■ **Text**:
★ ★ ★ ★ ★

Ten months ago, Richard Vedder reported the following in The Chronicle of Higher Education:
. . . following up on information provided by former student Douglas Himes at the Bureau of Labor Statistics (BLS), my sidekick Chris Matgouranis showed me the table reproduced below . . . Over 317,000 waiters and waitresses have college degrees (over 8,000 of them have doctoral or professional degrees), along with over 80,000 bartenders, and over 18,000 parking lot attendants. All told, some 17,000,000 Americans with college degrees are doing jobs that the BLS says require less than the skill levels associated with a bachelor’s degree.
A few days later, CBS’s 60-Minutes had a segment on unemployed and underemployed people with Ph.D.s and Master’s degrees. Much of the segment was filmed in Silicon Valley. The unemployed there had been laid off from high paying jobs, and had exhausted their savings during their unsuccessful job searches.
The segment started with the statement:
The economic jam we’re in has topped even the Great Depression in one respect: never have we had a recession this deep with a recovery this flat. Unemployment has been at nine and a half percent or above for 14 months.
Sounds a bit bleak. However, later in the segment, after he had talked with a group of unemployed people that included those with Ph.D.s and Master’s degrees in technical and scientific fields, Scott Pelley stated (with emphasis added):
These folks aren’t that unusual: today, nearly 20 percent of the unemployed in America have college degrees. Silicon Valley lost its jobs in construction, manufacturing and in high-tech engineering that went overseas. San Jose looks the same, but it shrank by 75,000 jobs. Many buildings there stand empty. The national unemployment rate of about nine and a half percent sounds incredibly high and of course it is. But it doesn’t nearly capture the depth of the trouble. It doesn’t count the people who’ve seen their hours cut to part time. It doesn’t count the people who have quit looking for work. If you add all of that together, the unemployed and the underemployed, it’s not nine and a half percent, it’s 17 percent; and in California it’s 22 percent. And what makes it so much worse is that, nationwide, one third of the unemployed have been out of work more than a year. That hasn’t happened since the Depression.

★ ★ ★ ★ ★

■ **Dataset**:
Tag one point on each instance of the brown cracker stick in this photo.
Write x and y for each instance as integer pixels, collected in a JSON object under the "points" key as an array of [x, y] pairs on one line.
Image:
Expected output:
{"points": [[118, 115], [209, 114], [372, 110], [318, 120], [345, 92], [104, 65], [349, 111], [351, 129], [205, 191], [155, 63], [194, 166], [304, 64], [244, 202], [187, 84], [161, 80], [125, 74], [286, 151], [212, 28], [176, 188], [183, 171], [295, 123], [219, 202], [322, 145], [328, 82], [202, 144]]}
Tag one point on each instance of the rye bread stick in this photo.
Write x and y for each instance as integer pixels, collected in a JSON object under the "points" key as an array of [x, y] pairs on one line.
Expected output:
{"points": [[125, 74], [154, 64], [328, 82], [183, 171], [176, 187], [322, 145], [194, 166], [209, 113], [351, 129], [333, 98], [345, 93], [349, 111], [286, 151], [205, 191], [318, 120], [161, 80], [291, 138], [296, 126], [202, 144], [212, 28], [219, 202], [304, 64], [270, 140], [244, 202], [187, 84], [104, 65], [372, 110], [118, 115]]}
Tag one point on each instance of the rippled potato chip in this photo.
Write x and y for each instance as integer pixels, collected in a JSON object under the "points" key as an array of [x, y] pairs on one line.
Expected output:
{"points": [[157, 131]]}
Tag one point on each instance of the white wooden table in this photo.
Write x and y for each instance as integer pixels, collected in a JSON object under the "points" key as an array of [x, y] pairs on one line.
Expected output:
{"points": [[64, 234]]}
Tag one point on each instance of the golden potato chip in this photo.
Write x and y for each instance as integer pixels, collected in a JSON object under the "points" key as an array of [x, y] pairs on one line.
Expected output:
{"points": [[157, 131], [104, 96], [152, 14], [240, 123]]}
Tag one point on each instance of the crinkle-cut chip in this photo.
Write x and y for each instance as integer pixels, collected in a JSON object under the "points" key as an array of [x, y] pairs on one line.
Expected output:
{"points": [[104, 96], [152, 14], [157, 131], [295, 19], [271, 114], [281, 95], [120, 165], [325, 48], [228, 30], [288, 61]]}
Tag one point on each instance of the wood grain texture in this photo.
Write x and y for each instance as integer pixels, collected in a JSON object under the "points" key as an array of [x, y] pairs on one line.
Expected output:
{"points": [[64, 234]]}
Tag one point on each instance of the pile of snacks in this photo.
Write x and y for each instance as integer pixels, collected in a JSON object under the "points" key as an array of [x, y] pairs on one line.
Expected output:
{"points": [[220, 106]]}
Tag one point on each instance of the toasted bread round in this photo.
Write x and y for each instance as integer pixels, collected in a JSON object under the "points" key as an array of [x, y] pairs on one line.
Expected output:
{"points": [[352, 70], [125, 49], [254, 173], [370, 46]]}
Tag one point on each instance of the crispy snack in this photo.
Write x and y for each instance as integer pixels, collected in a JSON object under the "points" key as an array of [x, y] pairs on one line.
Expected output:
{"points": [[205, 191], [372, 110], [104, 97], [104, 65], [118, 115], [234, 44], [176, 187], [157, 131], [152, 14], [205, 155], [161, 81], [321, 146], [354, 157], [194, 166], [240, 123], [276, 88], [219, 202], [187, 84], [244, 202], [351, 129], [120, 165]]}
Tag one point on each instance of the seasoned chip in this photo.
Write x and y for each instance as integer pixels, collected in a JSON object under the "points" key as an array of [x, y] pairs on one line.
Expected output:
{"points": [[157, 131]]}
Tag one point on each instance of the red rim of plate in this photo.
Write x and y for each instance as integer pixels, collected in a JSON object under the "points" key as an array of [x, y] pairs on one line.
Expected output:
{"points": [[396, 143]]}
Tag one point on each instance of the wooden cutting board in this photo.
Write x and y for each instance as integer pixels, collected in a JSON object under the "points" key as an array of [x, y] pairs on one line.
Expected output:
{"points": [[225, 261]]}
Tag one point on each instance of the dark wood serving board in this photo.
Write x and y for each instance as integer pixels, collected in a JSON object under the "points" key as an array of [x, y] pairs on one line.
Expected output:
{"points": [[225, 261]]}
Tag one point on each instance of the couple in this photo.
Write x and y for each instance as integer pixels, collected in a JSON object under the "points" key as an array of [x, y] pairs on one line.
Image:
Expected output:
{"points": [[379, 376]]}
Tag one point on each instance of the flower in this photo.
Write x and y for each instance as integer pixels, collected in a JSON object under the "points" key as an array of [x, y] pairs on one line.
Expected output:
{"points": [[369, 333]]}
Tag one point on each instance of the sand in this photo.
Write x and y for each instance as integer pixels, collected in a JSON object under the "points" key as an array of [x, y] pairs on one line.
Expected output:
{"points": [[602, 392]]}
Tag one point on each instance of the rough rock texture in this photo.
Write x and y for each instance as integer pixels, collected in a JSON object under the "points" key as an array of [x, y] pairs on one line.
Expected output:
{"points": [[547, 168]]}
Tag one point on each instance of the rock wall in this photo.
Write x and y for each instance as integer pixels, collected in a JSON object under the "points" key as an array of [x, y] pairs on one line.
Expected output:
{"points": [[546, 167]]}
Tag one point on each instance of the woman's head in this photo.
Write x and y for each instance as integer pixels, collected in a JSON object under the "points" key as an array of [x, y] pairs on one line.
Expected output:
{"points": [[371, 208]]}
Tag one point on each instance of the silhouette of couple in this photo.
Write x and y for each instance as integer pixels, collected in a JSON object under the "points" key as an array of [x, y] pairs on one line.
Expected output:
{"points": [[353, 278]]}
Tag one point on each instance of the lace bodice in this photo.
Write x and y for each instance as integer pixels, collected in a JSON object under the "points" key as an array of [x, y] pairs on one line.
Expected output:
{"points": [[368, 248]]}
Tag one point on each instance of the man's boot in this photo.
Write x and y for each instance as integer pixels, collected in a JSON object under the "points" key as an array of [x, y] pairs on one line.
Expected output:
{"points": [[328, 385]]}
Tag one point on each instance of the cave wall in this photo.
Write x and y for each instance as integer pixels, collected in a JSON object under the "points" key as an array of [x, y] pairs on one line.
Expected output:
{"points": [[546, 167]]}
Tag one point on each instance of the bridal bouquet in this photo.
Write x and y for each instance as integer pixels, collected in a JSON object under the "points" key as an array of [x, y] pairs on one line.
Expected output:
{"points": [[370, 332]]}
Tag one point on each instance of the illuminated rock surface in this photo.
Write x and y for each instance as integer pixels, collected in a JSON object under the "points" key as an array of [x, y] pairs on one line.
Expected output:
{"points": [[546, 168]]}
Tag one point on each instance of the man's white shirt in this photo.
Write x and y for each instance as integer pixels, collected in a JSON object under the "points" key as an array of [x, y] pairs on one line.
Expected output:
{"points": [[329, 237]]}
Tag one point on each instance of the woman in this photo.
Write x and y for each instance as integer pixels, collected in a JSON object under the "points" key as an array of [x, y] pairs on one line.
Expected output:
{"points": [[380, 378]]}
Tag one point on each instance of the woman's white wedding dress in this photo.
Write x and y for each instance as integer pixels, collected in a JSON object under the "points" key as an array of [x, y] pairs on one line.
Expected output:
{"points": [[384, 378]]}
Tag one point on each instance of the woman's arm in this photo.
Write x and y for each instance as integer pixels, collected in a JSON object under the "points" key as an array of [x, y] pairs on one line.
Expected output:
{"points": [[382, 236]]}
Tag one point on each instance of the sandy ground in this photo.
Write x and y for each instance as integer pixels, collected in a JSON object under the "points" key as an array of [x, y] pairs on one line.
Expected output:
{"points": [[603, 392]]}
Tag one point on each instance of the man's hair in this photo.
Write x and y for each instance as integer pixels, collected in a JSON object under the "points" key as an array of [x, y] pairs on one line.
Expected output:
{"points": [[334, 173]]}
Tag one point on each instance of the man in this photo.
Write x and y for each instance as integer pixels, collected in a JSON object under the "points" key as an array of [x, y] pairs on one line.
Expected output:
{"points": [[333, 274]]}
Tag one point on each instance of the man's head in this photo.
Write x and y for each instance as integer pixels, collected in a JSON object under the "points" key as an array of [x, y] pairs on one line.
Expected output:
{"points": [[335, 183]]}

★ ★ ★ ★ ★

■ **Exercise tasks**:
a) In the text about underemployed degree holders, by how many jobs did San Jose shrink?
b) Set down, word for word, everything in the text about underemployed degree holders from "The segment started" down to "for 14 months.".

■ **Final results**:
a) San Jose shrank by 75,000 jobs.

b)
The segment started with the statement:
The economic jam we’re in has topped even the Great Depression in one respect: never have we had a recession this deep with a recovery this flat. Unemployment has been at nine and a half percent or above for 14 months.